··· Supplied entries

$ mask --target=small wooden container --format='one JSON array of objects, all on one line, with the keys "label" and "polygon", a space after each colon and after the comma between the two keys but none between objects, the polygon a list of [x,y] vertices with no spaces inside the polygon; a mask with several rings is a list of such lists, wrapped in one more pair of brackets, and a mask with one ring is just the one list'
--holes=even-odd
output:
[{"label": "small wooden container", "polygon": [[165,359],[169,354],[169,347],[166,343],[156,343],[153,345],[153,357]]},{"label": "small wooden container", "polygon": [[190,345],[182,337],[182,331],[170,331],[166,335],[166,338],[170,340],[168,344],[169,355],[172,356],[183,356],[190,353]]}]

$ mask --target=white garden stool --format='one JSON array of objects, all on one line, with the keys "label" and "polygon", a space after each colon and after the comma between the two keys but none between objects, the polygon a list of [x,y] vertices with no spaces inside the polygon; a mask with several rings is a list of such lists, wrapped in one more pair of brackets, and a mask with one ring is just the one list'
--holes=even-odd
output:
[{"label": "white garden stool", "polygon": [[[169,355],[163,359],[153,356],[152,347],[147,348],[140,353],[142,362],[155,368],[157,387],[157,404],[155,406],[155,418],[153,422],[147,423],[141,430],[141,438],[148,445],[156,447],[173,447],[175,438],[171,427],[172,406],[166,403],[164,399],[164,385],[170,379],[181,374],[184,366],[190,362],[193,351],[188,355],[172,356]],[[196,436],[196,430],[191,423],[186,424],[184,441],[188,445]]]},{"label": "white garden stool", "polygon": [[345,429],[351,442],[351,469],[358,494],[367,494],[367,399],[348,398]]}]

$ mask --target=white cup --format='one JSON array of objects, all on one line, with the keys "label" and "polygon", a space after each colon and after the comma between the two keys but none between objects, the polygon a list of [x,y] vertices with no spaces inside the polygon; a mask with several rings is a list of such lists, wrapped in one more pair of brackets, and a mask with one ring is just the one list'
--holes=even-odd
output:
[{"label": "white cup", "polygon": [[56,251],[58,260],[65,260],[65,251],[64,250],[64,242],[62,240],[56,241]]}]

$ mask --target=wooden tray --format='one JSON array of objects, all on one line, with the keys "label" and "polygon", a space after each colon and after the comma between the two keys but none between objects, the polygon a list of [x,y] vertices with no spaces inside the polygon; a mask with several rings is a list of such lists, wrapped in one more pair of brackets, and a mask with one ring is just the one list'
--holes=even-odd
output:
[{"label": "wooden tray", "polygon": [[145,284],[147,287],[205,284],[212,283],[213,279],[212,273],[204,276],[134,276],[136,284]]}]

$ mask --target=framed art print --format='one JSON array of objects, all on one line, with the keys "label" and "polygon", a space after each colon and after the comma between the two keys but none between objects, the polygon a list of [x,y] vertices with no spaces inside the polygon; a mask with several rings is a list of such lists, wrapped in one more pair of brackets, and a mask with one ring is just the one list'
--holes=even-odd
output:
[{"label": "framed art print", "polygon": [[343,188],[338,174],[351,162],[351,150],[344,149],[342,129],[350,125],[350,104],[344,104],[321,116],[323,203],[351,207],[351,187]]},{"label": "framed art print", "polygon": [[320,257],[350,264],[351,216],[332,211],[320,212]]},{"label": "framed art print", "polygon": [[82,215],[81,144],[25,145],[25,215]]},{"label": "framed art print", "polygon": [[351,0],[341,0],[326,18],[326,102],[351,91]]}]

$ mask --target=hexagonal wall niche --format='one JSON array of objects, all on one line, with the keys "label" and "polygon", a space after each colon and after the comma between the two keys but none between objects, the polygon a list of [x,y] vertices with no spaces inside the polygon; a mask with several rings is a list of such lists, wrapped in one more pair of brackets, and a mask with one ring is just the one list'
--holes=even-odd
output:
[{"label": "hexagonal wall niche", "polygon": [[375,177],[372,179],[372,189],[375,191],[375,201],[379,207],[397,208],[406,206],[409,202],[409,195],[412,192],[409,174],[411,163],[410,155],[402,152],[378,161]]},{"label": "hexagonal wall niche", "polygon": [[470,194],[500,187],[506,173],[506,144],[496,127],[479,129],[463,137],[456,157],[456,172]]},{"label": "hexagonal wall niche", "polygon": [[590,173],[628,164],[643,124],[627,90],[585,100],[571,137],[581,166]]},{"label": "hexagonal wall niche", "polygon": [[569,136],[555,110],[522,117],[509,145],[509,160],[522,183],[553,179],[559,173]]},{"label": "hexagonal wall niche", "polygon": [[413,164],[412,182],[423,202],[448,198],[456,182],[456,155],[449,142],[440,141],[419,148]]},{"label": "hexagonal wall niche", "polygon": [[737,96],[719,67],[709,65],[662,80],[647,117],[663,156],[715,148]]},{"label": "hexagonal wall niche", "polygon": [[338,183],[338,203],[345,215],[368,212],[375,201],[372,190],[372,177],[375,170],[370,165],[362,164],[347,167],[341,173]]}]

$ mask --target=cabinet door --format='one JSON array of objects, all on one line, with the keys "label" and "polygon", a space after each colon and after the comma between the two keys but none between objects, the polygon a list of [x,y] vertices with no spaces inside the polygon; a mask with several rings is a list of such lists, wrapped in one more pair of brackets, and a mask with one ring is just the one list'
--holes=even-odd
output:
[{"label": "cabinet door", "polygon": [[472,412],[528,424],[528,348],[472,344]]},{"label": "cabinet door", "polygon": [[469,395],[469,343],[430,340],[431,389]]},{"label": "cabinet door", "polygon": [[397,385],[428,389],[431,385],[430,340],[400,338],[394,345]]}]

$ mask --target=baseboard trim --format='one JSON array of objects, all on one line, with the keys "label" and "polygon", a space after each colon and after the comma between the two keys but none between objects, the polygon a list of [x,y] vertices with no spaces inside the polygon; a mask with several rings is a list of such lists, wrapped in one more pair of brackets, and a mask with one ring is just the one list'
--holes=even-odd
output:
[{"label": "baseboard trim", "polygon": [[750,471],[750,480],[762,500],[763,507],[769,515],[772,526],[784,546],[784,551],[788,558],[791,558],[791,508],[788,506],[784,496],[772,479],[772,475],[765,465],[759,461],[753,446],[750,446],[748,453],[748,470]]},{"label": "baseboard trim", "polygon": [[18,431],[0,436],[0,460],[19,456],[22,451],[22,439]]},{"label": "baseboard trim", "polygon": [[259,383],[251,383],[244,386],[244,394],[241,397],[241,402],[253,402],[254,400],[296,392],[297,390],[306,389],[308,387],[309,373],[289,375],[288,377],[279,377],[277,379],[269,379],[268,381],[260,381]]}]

······

Problem details —
Please reproduce all of the entries above with "even-odd" swapped for "nonzero", keeping everything else the same.

Task output —
$ mask --target=small wooden container --format='one JSON array of objects, all on one line, with the keys "label" and "polygon", a space after each colon and after the comma between the two keys but none between objects, the polygon a list of [x,y] vertices with no spaces inside the polygon; a mask with several rings is a list of such lists, wrapped in one more pair of brackets, and a mask with one ring is just the one list'
--holes=nonzero
output:
[{"label": "small wooden container", "polygon": [[165,359],[169,354],[169,347],[166,343],[156,343],[153,345],[153,357]]},{"label": "small wooden container", "polygon": [[190,345],[182,337],[182,331],[170,331],[166,335],[166,338],[170,340],[168,344],[169,355],[172,356],[183,356],[190,353]]}]

$ mask --target=white garden stool --format='one JSON array of objects, all on one line, with the keys "label" and "polygon", a space after each colon and after the comma between the two keys but none between objects, the polygon a list of [x,y] vertices with no spaces inside the polygon; a mask with several rings is a list of such lists, wrapped in one more pair of brackets, and a mask with one ring is just the one list'
--holes=nonzero
output:
[{"label": "white garden stool", "polygon": [[[169,355],[163,359],[153,356],[152,347],[147,348],[140,353],[142,362],[155,368],[157,387],[157,404],[155,406],[155,418],[153,422],[147,423],[141,430],[141,438],[148,445],[156,447],[173,447],[175,438],[171,427],[172,406],[166,403],[164,399],[164,385],[170,379],[181,374],[184,366],[190,362],[193,351],[188,355],[172,356]],[[196,436],[196,430],[191,423],[186,424],[184,441],[188,445]]]},{"label": "white garden stool", "polygon": [[345,429],[351,442],[351,469],[358,494],[367,494],[367,399],[348,398]]}]

$ mask --target=white cup --format='one JSON array of objects, all on one line, with the keys "label" and "polygon", a space after each colon and after the comma between the two keys but none between objects, the polygon a list of [x,y] vertices with no spaces inside the polygon; a mask with several rings is a list of such lists, wrapped in one more pair of brackets, and a mask with one ring is just the one list'
--holes=nonzero
output:
[{"label": "white cup", "polygon": [[56,251],[58,260],[65,260],[65,251],[64,250],[64,242],[62,240],[56,241]]}]

$ mask --target=wooden tray --format='one JSON array of objects, all on one line, with the keys "label" and "polygon", a space after each colon and after the comma between the two keys but none between objects, the polygon a list of [x,y] vertices with no spaces inside the polygon; a mask with several rings is a list of such lists, wrapped in one more pair of brackets, and a mask with one ring is just the one list'
--holes=nonzero
output:
[{"label": "wooden tray", "polygon": [[145,284],[147,287],[205,284],[212,283],[213,279],[212,273],[204,276],[134,276],[136,284]]}]

$ mask --target=framed art print --format='one JSON array of objects, all on one line, with the keys "label" and "polygon", a space after each colon and after the comma between the two keys but none between objects, the polygon a list of [x,y] vertices with no spaces inside the polygon; a mask with several rings is a list of such lists, wrapped in one more pair of brackets, and a mask with one ring is just the one list'
--holes=nonzero
output:
[{"label": "framed art print", "polygon": [[343,188],[338,174],[351,162],[351,150],[344,149],[342,129],[350,125],[350,104],[344,104],[321,116],[323,203],[351,207],[351,187]]},{"label": "framed art print", "polygon": [[320,257],[350,264],[351,216],[332,211],[320,212]]},{"label": "framed art print", "polygon": [[82,215],[81,144],[25,145],[25,215]]},{"label": "framed art print", "polygon": [[351,0],[341,0],[326,18],[326,102],[351,91]]}]

$ mask --target=hexagonal wall niche --format='one JSON array of objects, all on one line, with the keys "label" and "polygon", a space after each colon and after the comma between the two keys but none between objects, the polygon a list of [x,y] vertices with no spaces inside the polygon; a mask with several rings is a list of such lists, wrapped in one more pair of brackets, and a mask with one ring is just the one list'
--holes=nonzero
output:
[{"label": "hexagonal wall niche", "polygon": [[375,177],[372,179],[372,189],[375,191],[375,201],[379,207],[397,208],[406,206],[409,202],[409,195],[412,192],[409,174],[411,163],[410,155],[402,152],[378,161]]},{"label": "hexagonal wall niche", "polygon": [[470,194],[500,187],[506,173],[506,144],[496,127],[479,129],[463,137],[456,157],[456,172]]},{"label": "hexagonal wall niche", "polygon": [[590,173],[628,164],[643,124],[627,90],[585,100],[571,137],[581,166]]},{"label": "hexagonal wall niche", "polygon": [[569,136],[555,110],[522,117],[509,145],[509,160],[522,183],[553,179],[559,173]]},{"label": "hexagonal wall niche", "polygon": [[413,164],[412,182],[423,202],[448,198],[456,182],[456,155],[449,142],[440,141],[419,148]]},{"label": "hexagonal wall niche", "polygon": [[737,96],[719,67],[709,65],[662,80],[647,117],[663,156],[715,148]]},{"label": "hexagonal wall niche", "polygon": [[338,183],[338,203],[345,215],[368,212],[375,201],[372,190],[372,177],[375,170],[370,165],[362,164],[347,167],[341,173]]}]

$ mask --target=cabinet door --format='one JSON array of objects, all on one line, with the keys "label" and "polygon", a space after each colon and after the comma between the two keys but none between objects, the polygon a list of [x,y] vertices with no spaces inside the polygon; a mask with several rings is a list of such lists, wrapped in one more pair of brackets, and a mask with one ring is just the one list'
--holes=nonzero
output:
[{"label": "cabinet door", "polygon": [[472,412],[528,424],[528,348],[472,344]]},{"label": "cabinet door", "polygon": [[469,395],[469,343],[430,340],[431,389]]},{"label": "cabinet door", "polygon": [[397,385],[428,389],[431,385],[430,340],[400,338],[394,345]]}]

$ mask --target=baseboard trim --format='one JSON array of objects, all on one line, with the keys "label" and "polygon", a space after each colon and after the comma between the two keys but none between objects, the polygon a list of [x,y] vertices with no spaces inside the polygon; a mask with several rings is a list of such lists, wrapped in one more pair of brackets, and a mask with one ring is just the one list'
--holes=nonzero
output:
[{"label": "baseboard trim", "polygon": [[750,471],[750,480],[762,500],[763,507],[769,515],[772,526],[784,546],[784,551],[788,558],[791,558],[791,508],[788,506],[784,496],[772,479],[772,475],[765,465],[759,461],[753,446],[750,446],[748,453],[748,470]]},{"label": "baseboard trim", "polygon": [[18,431],[0,436],[0,460],[19,456],[22,451],[22,439]]},{"label": "baseboard trim", "polygon": [[259,383],[251,383],[244,386],[244,394],[241,397],[241,402],[253,402],[254,400],[296,392],[297,390],[306,389],[308,387],[309,373],[289,375],[288,377],[279,377],[277,379],[269,379],[268,381],[260,381]]}]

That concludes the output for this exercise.